**AUFGABE 1**
Beantworte anhand des Textes zur Kostenentscheidung die folgenden Fragen:
(a) Nach welcher Vorschrift ist über die Kosten nach billigem Ermessen zu entscheiden?
(b) Wer trägt die Kosten des Verfahrens über den Benutzungszwang?
(c) Mit welchem Streitwert hat das VG den Anschlusszwang veranschlagt?
**AUFGABE 2**
Erkläre mithilfe des Textes zur Kostenentscheidung, warum die Kosten für den Benutzungszwang dem Beklagten auferlegt werden.
**AUFGABE 3**
Gib aus dem Text zur Kostenentscheidung den Abschnitt wortgetreu wieder, der mit „Soweit es um“ beginnt und bis einschließlich „die erstinstanzliche Entscheidung.“ reicht.

Nachdem die Beteiligten die berufungsbefangene Hauptsache übereinstimmend für erledigt erklärt haben, ist insoweit gemäß §§ 125 Abs. 1, 87a Abs. 1 und 3 VwGO durch den Berichterstatter entsprechend § 92 Abs. 3 Satz 1 VwGO, § 269 Abs. 3 Satz 1 der Zivilprozessordnung das Verfahren einzustellen und das angegriffene Urteil in diesem Umfange für wirkungslos zu erklären sowie gemäß § 161 Abs. 2 VwGO nach billigem Ermessen unter Berücksichtigung des bisherigen Sach- und Streitstandes über die Kosten zu entscheiden.

Soweit es um die Kosten des Verfahrens über den allein berufungsbefangen gewesenen Benutzungszwang geht, trägt der Beklagte die Kosten. (wird ausgeführt) Mit Rücksicht auf die von der Gemeinde herbeigeführte Rechtsänderung haben die Beteiligten die Hauptsache für erledigt erklärt, so dass es der Billigkeit entspricht, die Kosten dem Beklagten aufzuerlegen. Dies gilt für den Benutzungszwang auch für die erstinstanzliche Entscheidung.

Soweit das VG über die Kosten der insoweit zurückgenommenen Klage gegen den angeordneten Anschluss entschieden hat, verbleibt es bei seiner Entscheidung nach § 155 Abs. 2 VwGO, diese Kosten dem Kläger aufzuerlegen. Das VG hat die zwei Klagegegenstände, nämlich den angeordneten Anschluss einerseits, hinsichtlich dessen der Kläger die Klage erstinstanzlich zurückgenommen hat, und den weiter streitbefangen gebliebenen Benutzungszwangs andererseits streitwertmäßig mit 12.000,-- Euro für den Anschlusszwang und mit 4.000,-- Euro für den Benutzungszwang veranschlagt und die Kosten der zurückgenommenen Klage gegen den Anschlusszwang dem Kläger auferlegt. Irrtümlich hat es dabei den Streitwertanteil bezüglich des zurückgenommenen Teils der Klage mit 4.000,-- Euro statt richtig mit 12.000,-- Euro angesetzt und kam somit wegen des Erfolgs der Klage im Übrigen zu der Kostenquote von 1/4 für den Kläger und 3/4 für den Beklagten.

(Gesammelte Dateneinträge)
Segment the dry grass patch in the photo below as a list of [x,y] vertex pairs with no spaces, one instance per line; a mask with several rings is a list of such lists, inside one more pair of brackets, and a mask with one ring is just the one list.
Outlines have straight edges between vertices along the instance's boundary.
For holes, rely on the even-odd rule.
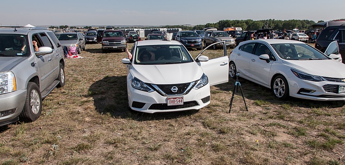
[[125,53],[87,46],[66,60],[66,84],[37,121],[0,128],[0,165],[345,164],[344,101],[279,100],[240,78],[248,112],[236,92],[229,113],[233,79],[211,87],[199,110],[133,112]]

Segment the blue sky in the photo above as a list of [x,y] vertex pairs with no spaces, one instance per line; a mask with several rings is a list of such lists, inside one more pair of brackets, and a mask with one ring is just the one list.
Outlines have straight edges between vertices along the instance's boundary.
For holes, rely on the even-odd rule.
[[222,20],[345,18],[345,0],[2,0],[1,26],[205,25]]

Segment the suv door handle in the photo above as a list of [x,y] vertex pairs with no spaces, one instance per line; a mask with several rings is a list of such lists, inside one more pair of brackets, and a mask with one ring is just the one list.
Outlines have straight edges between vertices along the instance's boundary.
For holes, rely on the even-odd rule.
[[30,65],[31,65],[31,66],[33,66],[33,67],[36,66],[36,63],[35,63],[35,62],[32,62],[32,63],[31,63],[31,64],[30,64]]
[[227,65],[227,64],[228,64],[228,63],[223,62],[223,63],[222,63],[222,64],[220,64],[220,66],[225,66],[225,65]]

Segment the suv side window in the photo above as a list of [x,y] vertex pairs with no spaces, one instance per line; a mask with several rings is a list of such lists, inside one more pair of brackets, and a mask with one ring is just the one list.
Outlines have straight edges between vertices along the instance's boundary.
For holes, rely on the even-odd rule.
[[335,31],[335,29],[326,28],[322,30],[322,33],[320,33],[320,35],[317,37],[319,40],[328,40],[331,37],[332,34]]
[[42,41],[43,41],[43,45],[44,46],[47,46],[49,47],[51,47],[53,50],[54,49],[54,46],[53,46],[53,44],[52,43],[51,41],[50,41],[50,40],[49,40],[49,38],[48,38],[48,36],[47,35],[45,34],[45,33],[40,33],[39,35],[41,36],[41,38],[42,39]]
[[340,30],[334,39],[337,40],[339,43],[345,43],[345,30]]
[[55,36],[53,32],[47,32],[47,33],[48,34],[48,35],[50,37],[50,38],[53,40],[53,42],[55,44],[56,47],[58,48],[61,46],[61,45],[60,45],[60,42],[59,41],[59,39],[58,39],[58,38],[56,37],[56,36]]

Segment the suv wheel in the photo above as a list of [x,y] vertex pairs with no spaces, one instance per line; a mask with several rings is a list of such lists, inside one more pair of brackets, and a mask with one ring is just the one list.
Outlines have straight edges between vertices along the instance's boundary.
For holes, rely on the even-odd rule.
[[36,83],[29,82],[27,87],[27,94],[24,107],[19,115],[20,120],[31,122],[39,117],[42,111],[42,97]]
[[58,84],[58,87],[61,88],[65,86],[65,67],[62,64],[60,63],[60,71],[59,71],[59,77],[58,80],[60,82]]

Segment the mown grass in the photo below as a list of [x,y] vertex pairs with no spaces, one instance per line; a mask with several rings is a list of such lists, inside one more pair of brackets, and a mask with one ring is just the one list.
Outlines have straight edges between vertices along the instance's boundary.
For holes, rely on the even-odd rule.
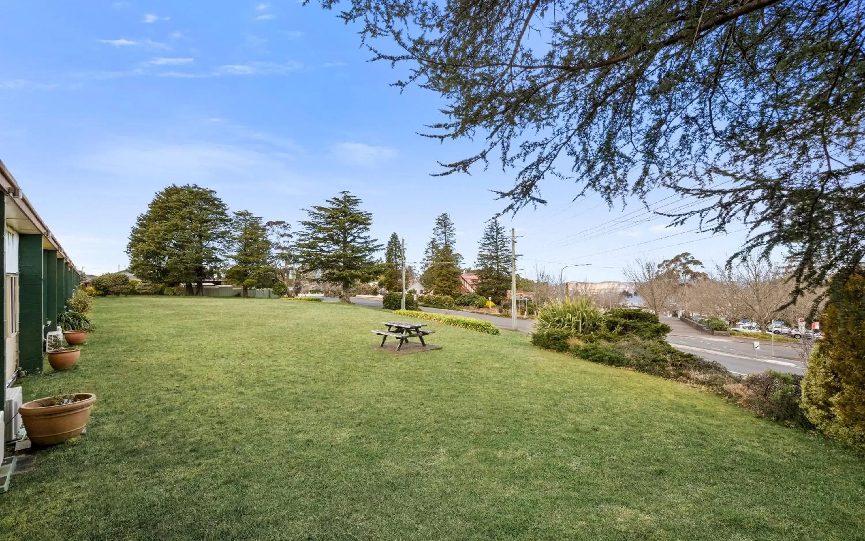
[[855,539],[865,460],[709,393],[383,311],[99,299],[87,434],[2,498],[10,539]]

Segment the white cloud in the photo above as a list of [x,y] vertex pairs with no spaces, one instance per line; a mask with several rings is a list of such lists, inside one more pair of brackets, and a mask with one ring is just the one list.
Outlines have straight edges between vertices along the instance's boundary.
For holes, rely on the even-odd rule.
[[10,79],[0,81],[0,88],[54,88],[56,84],[35,82],[26,79]]
[[220,66],[215,75],[274,75],[297,71],[304,67],[300,62],[288,61],[285,64],[276,62],[250,62],[248,64],[226,64]]
[[159,57],[142,62],[142,66],[175,66],[177,64],[189,64],[192,62],[192,58],[165,58]]
[[356,165],[374,165],[396,156],[396,151],[388,146],[350,142],[334,145],[330,152],[336,159]]
[[99,43],[107,43],[109,45],[113,45],[114,47],[142,47],[144,48],[170,48],[164,43],[160,43],[159,42],[154,42],[152,40],[127,40],[125,38],[119,38],[116,40],[96,40]]

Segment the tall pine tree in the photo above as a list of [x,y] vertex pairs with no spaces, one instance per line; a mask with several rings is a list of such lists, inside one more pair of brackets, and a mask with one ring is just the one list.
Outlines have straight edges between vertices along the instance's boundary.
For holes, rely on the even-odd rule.
[[223,261],[230,222],[213,190],[172,184],[136,220],[126,245],[130,270],[154,283],[185,284],[187,294],[202,295],[203,282]]
[[250,287],[268,287],[275,279],[271,241],[261,216],[248,210],[234,213],[232,221],[231,259],[234,264],[226,277],[243,288],[242,296],[249,296]]
[[388,291],[402,291],[402,242],[396,233],[390,235],[384,250],[384,273],[379,286]]
[[502,304],[510,287],[510,239],[498,220],[487,223],[477,247],[477,294]]
[[321,271],[320,282],[337,284],[340,298],[349,300],[353,286],[375,280],[381,266],[373,254],[381,249],[369,236],[372,213],[360,209],[359,198],[348,191],[325,201],[326,205],[304,209],[299,223],[298,252],[303,272]]

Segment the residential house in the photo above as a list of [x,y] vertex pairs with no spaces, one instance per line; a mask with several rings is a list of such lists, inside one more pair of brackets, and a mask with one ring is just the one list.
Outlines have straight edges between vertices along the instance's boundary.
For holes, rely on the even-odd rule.
[[3,162],[0,194],[6,225],[6,242],[0,243],[4,275],[0,282],[3,329],[0,409],[5,409],[7,390],[18,377],[42,370],[45,335],[56,330],[57,314],[67,309],[67,299],[78,288],[80,274]]

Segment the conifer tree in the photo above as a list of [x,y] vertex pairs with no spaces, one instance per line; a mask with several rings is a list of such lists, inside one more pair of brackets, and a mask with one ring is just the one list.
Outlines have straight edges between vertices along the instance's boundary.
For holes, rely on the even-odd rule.
[[185,284],[187,294],[202,295],[203,282],[224,259],[230,222],[213,190],[172,184],[136,220],[126,245],[130,270],[151,282]]
[[498,220],[484,229],[477,247],[477,294],[501,304],[510,288],[510,239]]
[[402,242],[396,233],[390,235],[384,251],[384,273],[379,286],[388,291],[402,291]]
[[348,302],[353,286],[375,280],[381,266],[373,254],[381,249],[369,236],[372,213],[360,209],[362,202],[348,191],[304,209],[299,223],[298,252],[303,272],[321,271],[319,282],[339,285],[341,299]]
[[261,216],[248,210],[234,213],[229,242],[234,264],[226,277],[240,286],[242,296],[249,296],[250,287],[269,287],[275,278],[272,243]]

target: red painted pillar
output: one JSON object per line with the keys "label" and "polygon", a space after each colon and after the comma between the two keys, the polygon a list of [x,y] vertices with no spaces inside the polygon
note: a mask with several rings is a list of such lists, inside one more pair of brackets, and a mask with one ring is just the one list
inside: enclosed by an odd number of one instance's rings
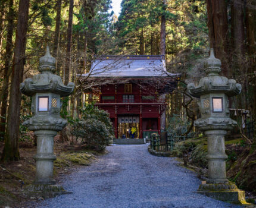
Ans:
{"label": "red painted pillar", "polygon": [[141,105],[141,112],[139,114],[139,138],[143,138],[142,134],[142,106]]}
{"label": "red painted pillar", "polygon": [[160,133],[161,133],[161,122],[160,122],[160,121],[161,121],[161,115],[160,115],[160,106],[158,106],[158,122],[157,122],[157,123],[158,123],[158,124],[157,124],[157,128],[158,128],[158,135],[160,135]]}
{"label": "red painted pillar", "polygon": [[115,106],[115,137],[118,138],[118,131],[117,131],[117,105]]}

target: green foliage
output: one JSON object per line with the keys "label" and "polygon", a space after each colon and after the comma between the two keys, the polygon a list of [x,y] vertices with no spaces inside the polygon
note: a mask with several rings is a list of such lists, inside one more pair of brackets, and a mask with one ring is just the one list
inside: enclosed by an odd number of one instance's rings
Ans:
{"label": "green foliage", "polygon": [[236,161],[238,159],[238,155],[235,151],[232,151],[229,155],[227,160]]}
{"label": "green foliage", "polygon": [[114,131],[109,114],[93,104],[86,105],[82,118],[74,121],[71,131],[76,139],[80,138],[86,147],[102,151],[114,138]]}
{"label": "green foliage", "polygon": [[26,97],[24,95],[21,96],[22,108],[20,115],[20,141],[27,141],[30,140],[29,135],[29,130],[22,124],[26,120],[32,117],[30,114],[30,106],[32,103],[32,97]]}

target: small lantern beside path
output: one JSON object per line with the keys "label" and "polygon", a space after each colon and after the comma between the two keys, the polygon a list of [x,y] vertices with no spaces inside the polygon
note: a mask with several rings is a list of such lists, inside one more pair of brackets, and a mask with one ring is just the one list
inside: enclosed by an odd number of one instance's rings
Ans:
{"label": "small lantern beside path", "polygon": [[219,75],[221,65],[211,49],[204,64],[206,77],[196,87],[192,83],[188,85],[189,94],[200,98],[201,118],[195,121],[195,126],[204,132],[208,141],[209,179],[199,186],[198,193],[223,201],[245,203],[244,191],[226,178],[224,144],[227,131],[236,126],[236,122],[229,118],[229,97],[239,94],[242,87],[235,80]]}
{"label": "small lantern beside path", "polygon": [[67,121],[60,117],[61,97],[69,96],[74,90],[74,84],[64,85],[61,78],[54,74],[56,59],[51,56],[49,47],[44,56],[39,60],[40,74],[27,78],[20,84],[20,91],[32,97],[31,111],[33,116],[23,125],[33,131],[37,138],[36,178],[30,191],[64,191],[53,179],[54,138],[66,125]]}

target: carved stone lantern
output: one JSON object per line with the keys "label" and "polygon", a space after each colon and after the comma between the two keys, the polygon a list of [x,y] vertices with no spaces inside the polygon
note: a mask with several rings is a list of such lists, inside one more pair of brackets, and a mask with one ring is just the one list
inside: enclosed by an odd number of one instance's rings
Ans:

**LÖSUNG 1**
(a) Nach § 161 Abs. 2 VwGO.
(b) Der Beklagte.
(c) Mit 12.000,-- Euro.

**LÖSUNG 2**
Die Gemeinde hat eine Rechtsänderung herbeigeführt. Mit Rücksicht darauf haben die Beteiligten die Hauptsache für erledigt erklärt. Deshalb entspricht es der Billigkeit, die Kosten dem Beklagten aufzuerlegen.

**LÖSUNG 3**
Soweit es um die Kosten des Verfahrens über den allein berufungsbefangen gewesenen Benutzungszwang geht, trägt der Beklagte die Kosten. (wird ausgeführt) Mit Rücksicht auf die von der Gemeinde herbeigeführte Rechtsänderung haben die Beteiligten die Hauptsache für erledigt erklärt, so dass es der Billigkeit entspricht, die Kosten dem Beklagten aufzuerlegen. Dies gilt für den Benutzungszwang auch für die erstinstanzliche Entscheidung.